Announcement Announcement Module
No announcement yet.
JdbcCursorItemReader / DB2 - limited rows read before out of memory Page Title Module
Move Remove Collapse
Conversation Detail Module
  • Filter
  • Time
  • Show
Clear All
new posts

  • JdbcCursorItemReader / DB2 - limited rows read before out of memory


    I'm using the JdbcCursorItemReader for some benchmarking exercises against a very large table in DB2 (type 4, z/OS connect).

    While the benchmarks are fast, I'm having an issue with memory....

    I'm only able to process about 64000 rows before I get an out of memory error... it's not from the framework but I'm wondering if anyone has seen this and hopefully has a workaround? This is java 1.6.0_03.

    ( just has a while loop doing JdbcCursorItemReader read()s)


    Exception in thread "main" java.lang.OutOfMemoryError: Java heap space
    at java.util.Arrays.copyOf(
    at org.springframework.batch.item.database.JdbcCursor ItemReader.doRead(
    at Driver.main(
    Edit/Delete Message

  • #2
    i also facing a bit problem while using mysql. The problem I face is when I start the step which using the jdbccursor to read a very large table, it has to wait a very long time before it really start to read. If I didn't set the fetchsize will hit the java heap space error. Did you set the fetchsize? Hope will help


    • #3
      The rows actually start returning quickly for each for processing.

      I've played with the fetchsize.. making it larger and smaller... it doesn't seem to have any effect.... always terminates with the out of memory after the same number of rows are returned to be processed.

      I'm guessing it it something in the DB2 driver.

      It's disappointing since this defeats the purpose of using JdbcCursorItemReader to begin with. We've started looking at the driving query based readers.

      I have mySQL but haven't tested there. I may get to it, just to confirm it's a driver issue. I'm guessing people use this every day with far more than 65,000 rows for batch processing.


      • #4
        I know a few other projects that have had issues with cursors in DB2 on massive datasets, so I'm not surprised. In fact, it was the original reason for the creation of the DrivingQuery readers. You may also want to look at the new paging readers that Thomas has committed in M2. They're functionally very similar to the DrivingQueryItemReader (although not limited to just keys), but also page, allowing much larger datasets to be used.


        • #5
          Thanks Lucas.

Supplied information »
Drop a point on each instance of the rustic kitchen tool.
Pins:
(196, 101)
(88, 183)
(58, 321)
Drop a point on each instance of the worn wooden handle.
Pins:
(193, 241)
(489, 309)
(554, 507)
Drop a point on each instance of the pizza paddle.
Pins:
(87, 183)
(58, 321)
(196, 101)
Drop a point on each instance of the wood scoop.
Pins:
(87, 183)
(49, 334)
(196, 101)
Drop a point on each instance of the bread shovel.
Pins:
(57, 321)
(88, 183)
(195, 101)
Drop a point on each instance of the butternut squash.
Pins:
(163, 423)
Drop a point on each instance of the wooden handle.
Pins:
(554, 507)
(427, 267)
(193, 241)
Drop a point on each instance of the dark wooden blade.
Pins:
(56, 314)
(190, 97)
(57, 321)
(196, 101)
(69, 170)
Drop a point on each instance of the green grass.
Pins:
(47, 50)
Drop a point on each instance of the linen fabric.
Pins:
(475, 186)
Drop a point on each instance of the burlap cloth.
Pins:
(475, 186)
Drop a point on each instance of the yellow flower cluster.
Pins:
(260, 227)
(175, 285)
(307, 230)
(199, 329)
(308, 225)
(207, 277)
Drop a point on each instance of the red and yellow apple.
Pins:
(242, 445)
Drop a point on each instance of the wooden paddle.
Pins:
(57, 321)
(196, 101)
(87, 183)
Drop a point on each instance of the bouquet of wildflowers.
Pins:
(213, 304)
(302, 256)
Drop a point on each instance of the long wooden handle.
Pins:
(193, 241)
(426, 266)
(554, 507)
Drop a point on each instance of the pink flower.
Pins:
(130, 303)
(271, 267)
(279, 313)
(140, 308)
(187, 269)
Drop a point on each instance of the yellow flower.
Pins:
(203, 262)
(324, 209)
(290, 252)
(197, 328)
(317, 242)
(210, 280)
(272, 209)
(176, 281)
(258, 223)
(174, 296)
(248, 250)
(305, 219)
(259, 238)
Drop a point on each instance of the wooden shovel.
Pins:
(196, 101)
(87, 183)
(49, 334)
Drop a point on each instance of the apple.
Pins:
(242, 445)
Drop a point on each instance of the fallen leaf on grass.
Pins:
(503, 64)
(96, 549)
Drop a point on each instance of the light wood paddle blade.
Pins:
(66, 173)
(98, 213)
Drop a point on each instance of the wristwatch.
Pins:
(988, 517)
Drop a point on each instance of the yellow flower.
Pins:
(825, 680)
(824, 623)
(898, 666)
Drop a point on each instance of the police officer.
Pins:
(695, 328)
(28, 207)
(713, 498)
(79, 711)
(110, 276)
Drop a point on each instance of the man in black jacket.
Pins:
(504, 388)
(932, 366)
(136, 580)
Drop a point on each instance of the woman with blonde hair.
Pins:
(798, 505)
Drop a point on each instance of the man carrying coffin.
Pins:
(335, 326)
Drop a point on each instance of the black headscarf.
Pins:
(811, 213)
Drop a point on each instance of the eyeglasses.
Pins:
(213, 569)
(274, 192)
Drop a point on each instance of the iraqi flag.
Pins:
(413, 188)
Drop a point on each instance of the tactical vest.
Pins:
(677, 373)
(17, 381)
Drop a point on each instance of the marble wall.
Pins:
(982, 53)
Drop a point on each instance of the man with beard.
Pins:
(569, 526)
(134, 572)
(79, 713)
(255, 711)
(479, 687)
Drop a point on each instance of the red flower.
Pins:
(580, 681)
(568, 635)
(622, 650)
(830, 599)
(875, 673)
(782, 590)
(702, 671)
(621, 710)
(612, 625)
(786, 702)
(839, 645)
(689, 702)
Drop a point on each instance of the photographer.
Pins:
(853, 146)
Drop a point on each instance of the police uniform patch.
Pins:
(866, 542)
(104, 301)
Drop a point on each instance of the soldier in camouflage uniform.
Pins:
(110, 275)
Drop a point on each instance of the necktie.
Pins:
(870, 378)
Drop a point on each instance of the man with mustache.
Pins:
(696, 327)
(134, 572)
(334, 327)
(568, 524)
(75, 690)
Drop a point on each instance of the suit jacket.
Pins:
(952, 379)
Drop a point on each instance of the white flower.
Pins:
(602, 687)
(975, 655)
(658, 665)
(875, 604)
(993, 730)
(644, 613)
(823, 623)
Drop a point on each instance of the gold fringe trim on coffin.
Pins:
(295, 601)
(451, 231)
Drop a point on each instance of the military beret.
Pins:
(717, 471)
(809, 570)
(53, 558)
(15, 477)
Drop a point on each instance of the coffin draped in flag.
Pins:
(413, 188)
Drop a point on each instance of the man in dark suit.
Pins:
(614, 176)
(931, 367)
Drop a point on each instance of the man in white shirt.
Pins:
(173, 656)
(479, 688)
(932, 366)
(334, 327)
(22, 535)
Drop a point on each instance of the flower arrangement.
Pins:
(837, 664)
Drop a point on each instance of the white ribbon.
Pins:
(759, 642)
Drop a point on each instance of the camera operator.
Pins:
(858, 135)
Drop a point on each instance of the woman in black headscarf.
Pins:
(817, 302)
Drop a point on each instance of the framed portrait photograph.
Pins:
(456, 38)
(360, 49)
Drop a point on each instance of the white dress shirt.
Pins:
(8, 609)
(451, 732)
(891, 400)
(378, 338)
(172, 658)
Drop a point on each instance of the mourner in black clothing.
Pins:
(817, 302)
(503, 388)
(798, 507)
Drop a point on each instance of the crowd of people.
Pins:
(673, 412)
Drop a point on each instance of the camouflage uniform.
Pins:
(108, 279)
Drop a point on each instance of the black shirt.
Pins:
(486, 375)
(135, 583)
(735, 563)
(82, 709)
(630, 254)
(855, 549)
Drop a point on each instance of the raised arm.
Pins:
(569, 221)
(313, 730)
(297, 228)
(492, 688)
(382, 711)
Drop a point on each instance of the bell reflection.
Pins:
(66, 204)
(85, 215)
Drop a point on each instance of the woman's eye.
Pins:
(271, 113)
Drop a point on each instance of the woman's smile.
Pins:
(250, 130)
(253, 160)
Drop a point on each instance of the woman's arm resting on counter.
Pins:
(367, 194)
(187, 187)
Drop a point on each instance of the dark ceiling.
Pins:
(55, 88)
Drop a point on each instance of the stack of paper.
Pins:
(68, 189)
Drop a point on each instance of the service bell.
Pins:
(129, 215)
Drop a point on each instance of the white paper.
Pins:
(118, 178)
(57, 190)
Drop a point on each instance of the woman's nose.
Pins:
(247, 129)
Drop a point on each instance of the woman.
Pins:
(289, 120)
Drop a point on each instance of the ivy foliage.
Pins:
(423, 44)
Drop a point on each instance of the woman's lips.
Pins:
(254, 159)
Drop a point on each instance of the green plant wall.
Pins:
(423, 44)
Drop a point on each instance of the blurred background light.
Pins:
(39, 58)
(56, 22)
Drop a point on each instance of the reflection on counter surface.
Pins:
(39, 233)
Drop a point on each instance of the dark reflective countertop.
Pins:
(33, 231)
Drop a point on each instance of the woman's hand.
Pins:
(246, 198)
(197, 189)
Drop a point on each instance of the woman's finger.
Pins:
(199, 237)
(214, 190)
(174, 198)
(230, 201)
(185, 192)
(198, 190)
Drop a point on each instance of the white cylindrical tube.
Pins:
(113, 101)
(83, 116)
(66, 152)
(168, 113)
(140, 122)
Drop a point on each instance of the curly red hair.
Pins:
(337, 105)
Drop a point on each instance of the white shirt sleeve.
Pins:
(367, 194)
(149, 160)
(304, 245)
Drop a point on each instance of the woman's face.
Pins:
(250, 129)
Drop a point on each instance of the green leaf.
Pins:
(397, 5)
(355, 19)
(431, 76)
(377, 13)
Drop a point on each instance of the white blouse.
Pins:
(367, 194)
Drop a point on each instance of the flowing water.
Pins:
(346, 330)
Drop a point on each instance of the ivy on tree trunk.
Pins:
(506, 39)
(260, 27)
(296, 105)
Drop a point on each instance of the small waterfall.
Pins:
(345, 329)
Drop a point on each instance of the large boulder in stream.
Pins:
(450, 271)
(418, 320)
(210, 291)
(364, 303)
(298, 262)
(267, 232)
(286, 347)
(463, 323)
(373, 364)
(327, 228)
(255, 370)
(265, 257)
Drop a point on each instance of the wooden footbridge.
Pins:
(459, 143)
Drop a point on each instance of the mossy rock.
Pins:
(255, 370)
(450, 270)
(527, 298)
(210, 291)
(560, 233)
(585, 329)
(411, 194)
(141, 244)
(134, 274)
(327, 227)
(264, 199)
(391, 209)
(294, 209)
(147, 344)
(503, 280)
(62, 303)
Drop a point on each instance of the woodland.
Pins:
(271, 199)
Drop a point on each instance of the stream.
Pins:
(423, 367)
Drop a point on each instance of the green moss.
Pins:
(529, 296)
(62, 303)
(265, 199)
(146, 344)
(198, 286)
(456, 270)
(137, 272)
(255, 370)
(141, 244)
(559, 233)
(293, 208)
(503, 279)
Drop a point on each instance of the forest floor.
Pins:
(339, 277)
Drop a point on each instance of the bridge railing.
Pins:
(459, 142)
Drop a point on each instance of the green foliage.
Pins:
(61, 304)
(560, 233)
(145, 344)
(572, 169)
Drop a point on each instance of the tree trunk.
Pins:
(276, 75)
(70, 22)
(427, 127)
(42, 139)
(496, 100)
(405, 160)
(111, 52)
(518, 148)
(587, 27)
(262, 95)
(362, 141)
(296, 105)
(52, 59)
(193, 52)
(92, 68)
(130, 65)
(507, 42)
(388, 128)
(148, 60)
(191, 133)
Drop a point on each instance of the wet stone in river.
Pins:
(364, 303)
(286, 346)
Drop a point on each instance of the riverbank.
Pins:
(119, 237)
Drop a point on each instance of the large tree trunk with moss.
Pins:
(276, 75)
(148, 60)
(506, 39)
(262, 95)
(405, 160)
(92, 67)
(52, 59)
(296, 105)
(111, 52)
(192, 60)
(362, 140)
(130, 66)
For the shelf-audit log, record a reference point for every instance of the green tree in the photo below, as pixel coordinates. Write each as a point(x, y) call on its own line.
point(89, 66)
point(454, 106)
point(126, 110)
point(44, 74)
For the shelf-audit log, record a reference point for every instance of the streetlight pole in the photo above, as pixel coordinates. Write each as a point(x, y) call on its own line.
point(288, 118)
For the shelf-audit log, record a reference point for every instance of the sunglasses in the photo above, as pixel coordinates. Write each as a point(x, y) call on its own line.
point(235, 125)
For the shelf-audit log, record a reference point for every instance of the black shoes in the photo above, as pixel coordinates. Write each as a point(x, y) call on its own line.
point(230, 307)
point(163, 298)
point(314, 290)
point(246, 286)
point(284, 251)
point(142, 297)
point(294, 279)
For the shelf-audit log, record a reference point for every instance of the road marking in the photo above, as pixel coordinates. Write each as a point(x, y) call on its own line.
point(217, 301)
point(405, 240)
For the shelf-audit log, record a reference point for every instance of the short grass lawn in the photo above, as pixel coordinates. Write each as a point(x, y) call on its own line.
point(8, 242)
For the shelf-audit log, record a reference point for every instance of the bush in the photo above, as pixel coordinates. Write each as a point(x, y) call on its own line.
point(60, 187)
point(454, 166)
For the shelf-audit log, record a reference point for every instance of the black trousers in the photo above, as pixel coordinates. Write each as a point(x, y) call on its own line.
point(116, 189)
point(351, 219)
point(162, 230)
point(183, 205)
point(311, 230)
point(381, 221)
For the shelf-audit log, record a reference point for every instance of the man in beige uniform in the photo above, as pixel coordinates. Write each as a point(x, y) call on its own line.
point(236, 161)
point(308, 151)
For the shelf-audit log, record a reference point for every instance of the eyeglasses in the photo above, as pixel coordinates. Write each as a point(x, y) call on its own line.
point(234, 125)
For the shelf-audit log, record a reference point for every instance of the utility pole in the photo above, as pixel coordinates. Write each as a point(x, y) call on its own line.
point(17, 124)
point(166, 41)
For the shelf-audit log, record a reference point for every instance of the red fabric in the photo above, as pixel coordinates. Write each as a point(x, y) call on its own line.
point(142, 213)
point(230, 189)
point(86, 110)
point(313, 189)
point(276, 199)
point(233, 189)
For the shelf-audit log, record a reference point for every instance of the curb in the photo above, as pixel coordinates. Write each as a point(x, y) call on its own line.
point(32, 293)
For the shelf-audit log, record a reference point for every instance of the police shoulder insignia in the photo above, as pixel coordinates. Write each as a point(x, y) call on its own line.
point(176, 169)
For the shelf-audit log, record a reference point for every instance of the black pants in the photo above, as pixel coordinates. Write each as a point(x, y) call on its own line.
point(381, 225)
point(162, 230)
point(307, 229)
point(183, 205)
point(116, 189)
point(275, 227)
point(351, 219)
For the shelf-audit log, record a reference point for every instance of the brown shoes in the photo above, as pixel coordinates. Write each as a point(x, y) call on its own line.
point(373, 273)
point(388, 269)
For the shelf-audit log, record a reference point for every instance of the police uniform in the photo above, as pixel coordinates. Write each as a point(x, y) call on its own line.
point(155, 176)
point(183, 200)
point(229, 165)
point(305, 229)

Jobs »
• a. Translate this sentence from the forum thread into Spanish: "I know a few other projects that have had issues with cursors in DB2 on massive datasets, so I'm not surprised."
• b. Please duplicate the part of the forum thread that opens with the words containing "I've played with" and closes with "for batch processing.".
The rows have no connection to the forum thread.

Answers for the exercise »
• a. Conozco algunos otros proyectos que han tenido problemas con los cursores en DB2 con conjuntos de datos masivos, así que no me sorprende.

• b.
I've played with the fetchsize.. making it larger and smaller... it doesn't seem to have any effect.... always terminates with the out of memory after the same number of rows are returned to be processed.

      I'm guessing it it something in the DB2 driver.

      It's disappointing since this defeats the purpose of using JdbcCursorItemReader to begin with. We've started looking at the driving query based readers.

      I have mySQL but haven't tested there. I may get to it, just to confirm it's a driver issue. I'm guessing people use this every day with far more than 65,000 rows for batch processing.